Ne à Smolensk situé en Russie dans le sillage des guerres, comme si c'était prédestiné de le dire, en 1927 en Russie communiste, pas moins significative de l'ajouter, Iouri Kazakov, fils d'ouvrier, doit son salut à la qualité de ses études professionnelles qui le destinent tour à tour vers le génie civil, puis la musique et enfin l'écriture.
Il me fait penser à Jakes Helias qui, élève studieux et brillant, aura la chance d'obtenir une bourse qui lui permettra d'accéder à l'université à l'issue de laquelle le métier d'enseignant lui tendait les bras..

- Objectif 1
Dans les lignes du jeu de données, recopiez celles qui vont du début jusqu'à la ligne contenant "Draw the outline of every instance of the power", incluse, en remplaçant "power line" par "electric cable" sans rien modifier d'autre.
Le texte et les lignes du jeu de données constituent deux supports indépendants.

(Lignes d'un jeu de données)
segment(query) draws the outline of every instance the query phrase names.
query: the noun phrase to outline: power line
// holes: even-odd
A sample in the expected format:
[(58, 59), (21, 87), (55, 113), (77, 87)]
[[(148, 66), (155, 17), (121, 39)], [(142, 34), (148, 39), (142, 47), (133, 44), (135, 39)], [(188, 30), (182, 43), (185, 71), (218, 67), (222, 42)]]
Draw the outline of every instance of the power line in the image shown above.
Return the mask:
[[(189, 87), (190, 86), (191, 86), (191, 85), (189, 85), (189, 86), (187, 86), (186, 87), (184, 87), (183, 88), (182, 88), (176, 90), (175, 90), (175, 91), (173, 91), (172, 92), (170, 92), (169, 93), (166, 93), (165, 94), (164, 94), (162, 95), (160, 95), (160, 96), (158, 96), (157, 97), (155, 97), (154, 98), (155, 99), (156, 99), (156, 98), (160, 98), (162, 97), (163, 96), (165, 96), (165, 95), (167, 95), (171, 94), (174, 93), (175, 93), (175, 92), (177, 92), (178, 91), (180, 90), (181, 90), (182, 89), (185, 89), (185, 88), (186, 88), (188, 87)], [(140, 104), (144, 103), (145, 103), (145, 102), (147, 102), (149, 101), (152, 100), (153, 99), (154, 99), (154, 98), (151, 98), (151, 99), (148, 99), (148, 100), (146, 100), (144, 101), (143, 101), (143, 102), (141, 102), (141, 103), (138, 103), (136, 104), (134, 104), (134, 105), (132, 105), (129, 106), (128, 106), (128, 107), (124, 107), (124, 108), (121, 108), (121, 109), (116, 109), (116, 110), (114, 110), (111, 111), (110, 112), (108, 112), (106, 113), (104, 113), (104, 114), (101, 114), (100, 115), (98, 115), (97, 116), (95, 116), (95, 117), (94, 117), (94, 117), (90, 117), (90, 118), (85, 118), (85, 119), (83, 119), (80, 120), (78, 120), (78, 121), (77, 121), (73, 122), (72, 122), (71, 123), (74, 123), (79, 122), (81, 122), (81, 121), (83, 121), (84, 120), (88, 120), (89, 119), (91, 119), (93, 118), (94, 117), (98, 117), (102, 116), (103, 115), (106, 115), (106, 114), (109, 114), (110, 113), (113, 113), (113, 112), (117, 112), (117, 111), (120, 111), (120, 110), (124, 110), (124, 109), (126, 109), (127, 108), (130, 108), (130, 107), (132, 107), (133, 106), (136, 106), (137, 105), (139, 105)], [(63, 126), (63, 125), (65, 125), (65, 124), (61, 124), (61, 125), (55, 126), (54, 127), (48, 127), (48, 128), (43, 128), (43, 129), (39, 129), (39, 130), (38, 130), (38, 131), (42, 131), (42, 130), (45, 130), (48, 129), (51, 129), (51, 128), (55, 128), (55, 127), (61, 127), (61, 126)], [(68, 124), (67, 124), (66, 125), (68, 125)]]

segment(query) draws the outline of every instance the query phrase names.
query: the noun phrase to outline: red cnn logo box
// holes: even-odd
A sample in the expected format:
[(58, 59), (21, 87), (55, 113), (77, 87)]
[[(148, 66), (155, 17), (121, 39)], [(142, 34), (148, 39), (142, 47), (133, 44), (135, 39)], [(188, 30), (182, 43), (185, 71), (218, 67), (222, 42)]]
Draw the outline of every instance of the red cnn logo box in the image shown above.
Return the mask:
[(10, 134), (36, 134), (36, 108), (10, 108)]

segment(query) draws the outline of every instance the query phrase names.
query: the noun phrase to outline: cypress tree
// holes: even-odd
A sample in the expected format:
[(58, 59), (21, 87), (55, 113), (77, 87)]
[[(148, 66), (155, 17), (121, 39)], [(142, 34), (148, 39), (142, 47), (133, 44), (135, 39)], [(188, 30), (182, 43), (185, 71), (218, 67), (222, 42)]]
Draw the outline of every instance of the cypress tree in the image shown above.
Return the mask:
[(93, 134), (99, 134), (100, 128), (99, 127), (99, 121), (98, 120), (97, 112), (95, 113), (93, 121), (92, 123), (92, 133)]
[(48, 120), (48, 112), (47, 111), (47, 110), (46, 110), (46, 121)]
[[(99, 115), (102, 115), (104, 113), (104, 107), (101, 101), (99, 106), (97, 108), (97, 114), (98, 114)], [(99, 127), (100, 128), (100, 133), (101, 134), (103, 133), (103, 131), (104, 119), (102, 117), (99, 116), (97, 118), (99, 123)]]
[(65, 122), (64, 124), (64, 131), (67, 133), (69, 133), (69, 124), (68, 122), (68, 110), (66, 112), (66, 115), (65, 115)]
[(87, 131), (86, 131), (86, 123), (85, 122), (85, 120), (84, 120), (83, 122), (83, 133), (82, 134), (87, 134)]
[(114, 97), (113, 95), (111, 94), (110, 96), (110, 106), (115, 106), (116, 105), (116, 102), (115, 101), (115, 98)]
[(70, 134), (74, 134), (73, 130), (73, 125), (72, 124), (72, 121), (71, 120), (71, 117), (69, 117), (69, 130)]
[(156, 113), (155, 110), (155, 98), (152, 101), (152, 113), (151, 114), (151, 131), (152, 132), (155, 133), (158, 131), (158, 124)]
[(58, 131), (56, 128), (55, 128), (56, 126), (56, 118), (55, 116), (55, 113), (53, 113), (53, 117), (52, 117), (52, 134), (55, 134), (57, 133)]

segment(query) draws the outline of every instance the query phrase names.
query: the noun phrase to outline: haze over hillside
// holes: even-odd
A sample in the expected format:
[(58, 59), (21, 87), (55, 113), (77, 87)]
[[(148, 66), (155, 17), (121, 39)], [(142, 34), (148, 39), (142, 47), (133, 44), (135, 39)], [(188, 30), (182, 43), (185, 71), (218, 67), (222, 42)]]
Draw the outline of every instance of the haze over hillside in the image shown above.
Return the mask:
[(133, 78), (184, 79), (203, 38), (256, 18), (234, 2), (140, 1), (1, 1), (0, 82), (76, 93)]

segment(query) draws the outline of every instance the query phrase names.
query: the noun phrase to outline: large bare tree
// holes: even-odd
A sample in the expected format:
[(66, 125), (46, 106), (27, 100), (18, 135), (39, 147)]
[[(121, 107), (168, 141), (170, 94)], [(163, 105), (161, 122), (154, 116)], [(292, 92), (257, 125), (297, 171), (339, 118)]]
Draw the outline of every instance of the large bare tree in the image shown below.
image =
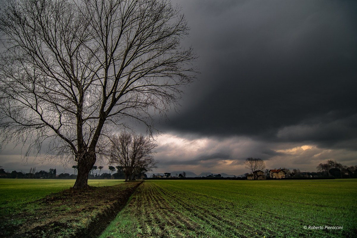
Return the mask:
[(110, 162), (119, 164), (125, 175), (125, 181), (142, 173), (156, 168), (158, 161), (154, 158), (157, 145), (150, 137), (122, 131), (112, 140)]
[(167, 0), (4, 1), (1, 148), (24, 145), (27, 159), (44, 142), (42, 159), (74, 160), (74, 187), (87, 186), (107, 136), (128, 121), (151, 132), (195, 78), (180, 11)]
[(244, 165), (245, 168), (252, 171), (253, 174), (253, 177), (255, 179), (257, 179), (257, 174), (254, 173), (254, 171), (257, 170), (261, 170), (265, 168), (265, 162), (264, 161), (259, 158), (253, 158), (251, 157), (247, 158), (244, 161)]

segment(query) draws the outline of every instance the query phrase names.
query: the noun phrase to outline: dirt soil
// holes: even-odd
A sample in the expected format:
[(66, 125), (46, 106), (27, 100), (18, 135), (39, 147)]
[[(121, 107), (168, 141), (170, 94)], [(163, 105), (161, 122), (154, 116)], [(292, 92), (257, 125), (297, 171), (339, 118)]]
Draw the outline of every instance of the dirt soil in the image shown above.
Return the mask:
[(112, 186), (70, 189), (0, 217), (0, 237), (91, 237), (103, 231), (142, 181)]

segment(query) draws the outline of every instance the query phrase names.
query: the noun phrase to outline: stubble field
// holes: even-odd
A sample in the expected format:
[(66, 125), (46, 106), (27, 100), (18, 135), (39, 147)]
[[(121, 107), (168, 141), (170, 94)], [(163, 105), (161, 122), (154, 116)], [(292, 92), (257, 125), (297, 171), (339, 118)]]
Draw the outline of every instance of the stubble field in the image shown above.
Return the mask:
[(147, 181), (100, 237), (354, 237), (356, 217), (356, 179)]

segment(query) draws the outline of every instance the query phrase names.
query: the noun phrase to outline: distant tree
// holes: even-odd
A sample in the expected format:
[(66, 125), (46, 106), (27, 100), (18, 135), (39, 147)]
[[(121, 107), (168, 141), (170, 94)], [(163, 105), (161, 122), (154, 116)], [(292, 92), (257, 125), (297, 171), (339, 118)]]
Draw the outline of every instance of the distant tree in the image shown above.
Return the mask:
[[(332, 171), (333, 171), (333, 174), (332, 174), (330, 171), (332, 169), (338, 169), (340, 170), (340, 175), (341, 176), (341, 178), (342, 177), (342, 169), (347, 169), (347, 166), (342, 165), (342, 164), (338, 163), (336, 160), (333, 160), (332, 159), (328, 160), (327, 162), (324, 164), (321, 163), (316, 167), (316, 169), (318, 172), (321, 172), (323, 174), (325, 174), (327, 176), (330, 176), (331, 175), (332, 175), (335, 177), (336, 177), (336, 175), (337, 174), (336, 171), (337, 171), (336, 169), (333, 169)], [(338, 176), (337, 177), (339, 176)]]
[(257, 179), (256, 177), (256, 174), (254, 173), (254, 171), (256, 170), (263, 170), (266, 167), (265, 162), (259, 158), (253, 158), (251, 157), (247, 158), (244, 161), (244, 165), (245, 168), (252, 171), (252, 173), (253, 174), (254, 179)]
[(93, 175), (93, 173), (94, 172), (94, 171), (96, 170), (97, 168), (98, 167), (97, 167), (96, 166), (93, 166), (93, 167), (92, 167), (92, 169), (91, 169), (90, 171), (89, 172), (89, 174), (90, 174), (91, 175)]
[(50, 174), (50, 177), (51, 178), (56, 178), (56, 174), (57, 172), (56, 169), (50, 168), (48, 171), (49, 173)]
[(110, 171), (109, 173), (110, 173), (110, 175), (112, 175), (114, 171), (115, 171), (115, 168), (112, 166), (109, 166), (108, 168)]
[(125, 181), (137, 175), (152, 171), (159, 161), (154, 159), (157, 145), (149, 137), (123, 131), (113, 137), (110, 161), (122, 168)]
[(102, 169), (104, 168), (103, 166), (99, 166), (98, 167), (98, 168), (99, 169), (99, 176), (100, 176), (100, 171), (102, 171)]
[(47, 158), (77, 162), (75, 188), (88, 186), (111, 131), (132, 120), (151, 132), (196, 77), (182, 44), (189, 27), (171, 1), (1, 5), (0, 147), (27, 143), (27, 158), (48, 139)]
[(291, 172), (290, 169), (287, 168), (283, 167), (283, 168), (281, 169), (281, 170), (283, 170), (285, 172), (286, 175), (288, 175), (289, 176), (290, 176), (290, 174)]
[(70, 175), (69, 173), (60, 173), (58, 175), (59, 178), (69, 178)]

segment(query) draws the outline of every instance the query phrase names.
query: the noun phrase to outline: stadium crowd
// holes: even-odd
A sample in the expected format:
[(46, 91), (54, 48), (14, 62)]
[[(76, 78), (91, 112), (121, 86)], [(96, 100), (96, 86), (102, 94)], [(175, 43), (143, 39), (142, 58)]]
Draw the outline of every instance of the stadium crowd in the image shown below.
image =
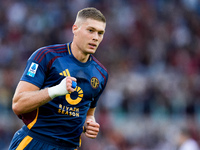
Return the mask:
[(98, 102), (100, 133), (82, 150), (176, 150), (186, 127), (200, 144), (200, 2), (198, 0), (0, 1), (0, 149), (22, 126), (11, 109), (27, 58), (72, 40), (76, 12), (105, 14), (95, 56), (109, 72)]

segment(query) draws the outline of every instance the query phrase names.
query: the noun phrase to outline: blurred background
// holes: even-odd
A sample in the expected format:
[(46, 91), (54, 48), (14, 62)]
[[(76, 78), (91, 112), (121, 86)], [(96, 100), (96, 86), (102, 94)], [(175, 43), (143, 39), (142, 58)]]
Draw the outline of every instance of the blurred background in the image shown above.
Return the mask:
[(27, 59), (70, 42), (76, 13), (88, 6), (107, 19), (95, 57), (109, 81), (98, 138), (83, 135), (80, 149), (176, 150), (183, 127), (200, 144), (199, 0), (1, 0), (0, 149), (22, 126), (11, 101)]

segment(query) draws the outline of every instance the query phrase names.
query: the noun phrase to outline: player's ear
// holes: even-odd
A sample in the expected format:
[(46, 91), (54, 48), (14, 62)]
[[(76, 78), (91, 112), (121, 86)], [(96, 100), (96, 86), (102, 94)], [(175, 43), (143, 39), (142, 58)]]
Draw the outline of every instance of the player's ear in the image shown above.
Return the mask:
[(76, 24), (74, 24), (72, 26), (72, 32), (73, 32), (74, 35), (76, 35), (77, 30), (78, 30), (78, 26)]

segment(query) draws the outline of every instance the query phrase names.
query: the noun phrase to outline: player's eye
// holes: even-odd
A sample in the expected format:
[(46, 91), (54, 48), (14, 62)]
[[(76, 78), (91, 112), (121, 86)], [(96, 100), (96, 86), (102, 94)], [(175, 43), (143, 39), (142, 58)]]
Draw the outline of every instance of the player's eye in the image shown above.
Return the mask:
[(103, 35), (103, 32), (98, 32), (99, 35)]

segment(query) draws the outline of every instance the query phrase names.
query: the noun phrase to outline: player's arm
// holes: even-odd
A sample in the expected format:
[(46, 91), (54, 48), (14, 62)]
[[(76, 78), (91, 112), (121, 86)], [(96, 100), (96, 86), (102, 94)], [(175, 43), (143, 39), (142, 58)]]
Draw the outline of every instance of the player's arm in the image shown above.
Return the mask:
[(17, 115), (28, 113), (49, 102), (56, 96), (74, 92), (72, 81), (76, 82), (76, 79), (66, 77), (60, 84), (45, 89), (40, 89), (26, 81), (20, 81), (13, 96), (12, 109)]
[(100, 125), (95, 120), (94, 112), (95, 108), (90, 108), (85, 121), (85, 135), (89, 138), (96, 138), (100, 128)]

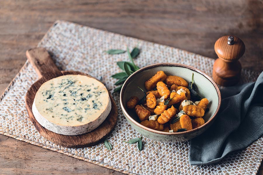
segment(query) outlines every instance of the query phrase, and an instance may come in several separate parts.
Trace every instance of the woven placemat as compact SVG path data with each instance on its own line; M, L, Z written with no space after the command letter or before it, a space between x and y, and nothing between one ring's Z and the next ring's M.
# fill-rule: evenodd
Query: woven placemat
M110 92L116 80L110 76L121 70L115 62L128 60L127 54L109 55L104 52L115 48L130 49L138 45L141 52L135 61L141 67L164 62L192 66L211 76L214 60L172 47L153 43L70 22L58 21L39 43L51 54L61 70L74 70L100 80ZM255 80L259 74L243 70L242 82ZM218 164L192 166L188 154L189 142L166 144L143 137L144 146L122 142L140 134L125 119L118 94L113 97L118 106L117 125L108 139L113 145L110 152L101 143L79 149L64 148L41 136L27 115L25 97L27 89L38 79L27 62L1 97L0 133L100 166L130 174L255 174L263 155L263 138L242 150L229 155Z

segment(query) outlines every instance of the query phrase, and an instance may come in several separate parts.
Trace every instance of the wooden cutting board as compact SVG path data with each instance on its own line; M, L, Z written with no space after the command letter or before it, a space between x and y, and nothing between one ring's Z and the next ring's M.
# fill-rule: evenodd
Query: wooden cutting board
M27 50L27 60L36 70L39 79L27 91L25 96L26 107L31 122L42 136L52 142L67 148L79 148L90 146L103 141L115 127L117 122L117 110L116 104L110 94L111 110L105 120L98 127L87 133L76 136L58 134L46 129L35 118L32 106L36 94L42 84L54 78L63 75L82 75L92 77L86 74L74 71L60 71L47 51L42 48Z

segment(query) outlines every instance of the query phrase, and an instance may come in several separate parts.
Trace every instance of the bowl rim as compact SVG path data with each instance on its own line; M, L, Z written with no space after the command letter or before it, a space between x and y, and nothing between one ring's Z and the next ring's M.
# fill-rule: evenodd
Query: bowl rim
M160 67L161 66L169 66L171 67L183 67L188 69L192 71L196 72L198 73L201 74L204 76L205 78L207 79L213 85L216 89L217 94L217 96L218 97L218 104L217 105L217 107L216 110L210 119L208 120L207 122L205 123L204 125L200 126L194 129L189 130L189 131L183 131L182 132L164 132L164 131L158 131L153 129L147 127L145 126L142 125L141 124L139 123L136 121L135 120L133 119L132 117L130 116L128 113L127 111L125 109L125 108L124 106L124 102L122 100L123 97L123 94L124 93L124 89L126 88L129 81L132 79L133 77L135 76L138 74L143 72L145 70L148 70L150 69L152 69L155 67ZM205 73L202 71L198 69L197 68L194 67L190 66L184 64L181 64L180 63L156 63L150 64L148 66L143 67L137 71L136 71L131 75L130 75L128 78L126 79L126 80L123 83L123 85L122 88L121 90L120 93L120 104L121 107L124 115L126 116L132 122L137 125L138 127L142 128L143 129L147 130L148 131L149 131L151 132L153 132L156 134L158 134L162 135L179 135L182 134L184 134L186 133L190 133L193 132L197 130L200 129L201 128L205 127L206 125L208 125L210 123L212 122L212 121L214 120L216 118L217 114L219 110L220 107L221 106L221 93L219 90L219 88L217 85L216 83L214 80L213 80L210 76L207 74Z

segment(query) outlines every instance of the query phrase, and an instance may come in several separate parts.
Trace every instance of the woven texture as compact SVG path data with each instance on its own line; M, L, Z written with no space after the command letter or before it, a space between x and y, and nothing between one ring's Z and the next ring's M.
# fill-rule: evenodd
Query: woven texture
M134 62L141 67L150 64L176 62L190 65L212 75L214 60L166 46L58 21L38 46L48 50L61 70L83 72L100 80L112 92L116 80L112 75L121 70L115 63L128 60L127 54L109 55L112 48L130 49L138 45L141 52ZM245 70L241 82L255 81L259 74ZM113 97L118 108L117 125L108 139L111 151L103 143L88 148L64 148L40 135L30 121L25 106L27 89L38 79L27 62L0 99L0 133L76 158L130 174L255 174L263 155L263 138L247 148L228 155L219 164L191 166L188 161L189 141L174 144L157 142L143 137L144 147L122 142L140 134L129 125L122 113L119 95Z

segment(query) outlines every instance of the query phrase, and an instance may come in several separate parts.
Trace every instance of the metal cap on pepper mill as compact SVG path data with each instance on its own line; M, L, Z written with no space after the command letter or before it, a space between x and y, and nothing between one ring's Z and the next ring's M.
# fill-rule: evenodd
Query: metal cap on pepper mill
M213 68L213 78L218 85L231 86L239 80L242 69L238 59L245 53L245 44L235 36L224 36L214 44L218 56Z

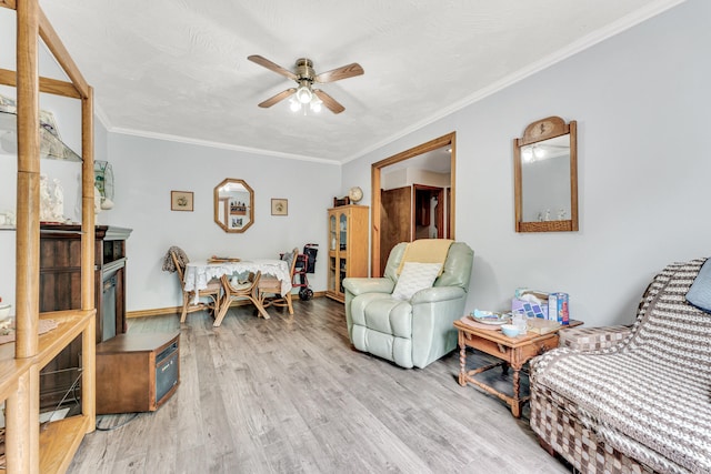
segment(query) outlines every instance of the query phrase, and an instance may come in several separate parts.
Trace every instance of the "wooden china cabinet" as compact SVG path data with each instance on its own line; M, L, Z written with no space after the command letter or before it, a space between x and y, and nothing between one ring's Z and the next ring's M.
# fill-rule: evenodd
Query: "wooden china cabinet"
M93 209L93 91L59 40L38 0L0 0L14 10L17 71L0 69L0 84L17 89L16 341L0 345L0 401L6 402L6 471L62 473L84 434L96 427L96 307ZM40 39L69 79L39 77ZM0 48L7 48L0 44ZM81 101L80 307L40 310L39 95ZM40 321L56 329L39 334ZM40 371L77 337L81 341L81 413L39 423Z
M343 279L368 276L367 205L347 204L329 209L329 255L326 295L346 301Z

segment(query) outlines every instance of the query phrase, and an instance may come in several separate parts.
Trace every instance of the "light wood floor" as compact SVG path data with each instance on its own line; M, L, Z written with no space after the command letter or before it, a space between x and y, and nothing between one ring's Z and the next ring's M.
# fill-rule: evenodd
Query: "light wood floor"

- Objectif 2
Poursuivez le texte consacré à Iouri Kazakov à partir de sa dernière phrase.

- Corrigé 1
segment(query) draws the outline of every instance the query phrase names.
query: the noun phrase to outline: electric cable
// holes: even-odd
A sample in the expected format:
[(58, 59), (21, 87), (55, 113), (77, 87)]
[[(148, 66), (155, 17), (121, 39)], [(142, 34), (148, 39), (142, 47), (133, 44), (135, 39)], [(188, 30), (182, 43), (185, 71), (218, 67), (222, 42)]]
Draw the outline of every instance of the electric cable in the image shown above.

- Corrigé 2
Iouri n'est pas qu'un contemplatif, il scrute les âmes et dans cette Russie bolchevique il va en voir de toutes les couleurs. Il sera, la famille sera d'abord affligée par la déportation du père au goulag pour avoir refusé de dénoncer un crime. Cela impactera sa vie comme si c'est lui qui l'avait fait -surtout quand on n'a rien fait . La famille alors s'était exilée à la rue Arbat de Moscou, quartier des artistes ou Pouchkine demeura un temps. Les Kazakov vont y vivre chichement. Iouri retournera au pays qui l'a vu naître. Il ne reconnaîtra plus rien, plus personne ; le sentiment sera l'amertume et il tournera le dos définitivement à son cher pays. À propos de la musique, musicien et professeur de conservatoire, Iouri n'obtiendra pas le poste qu'il convoitait à cause des antécédents paternels. Il tournera le dos à la musique définitivement. Il lui restera la littérature et là, il va engager de sérieuses études comme il a toujours su le faire, sa sensibilité d'artiste va être mise à l'epreuve. . Il va écrire la nouvelle : « La Petite gare » qui est un joyau de la littérature russe, ainsi que de nombreuses autres nouvelles empreintes d'un réalisme poignant et de poésie . On ne sort pas indemne de telles lectures tant l'humanité qui s'en dégage est attachante.
Iouri a des valeurs, et une culture, il a vu du pays et se projette à travers des personnages pour lesquels nous avons une empathie certaine.
Il s'épuisera dans de telles conjonctures, sa vie ne sera jamais apaisée à l'image du Dniepr finalement qui aura vu tant de soldats le traverser pour des issues incertaines ..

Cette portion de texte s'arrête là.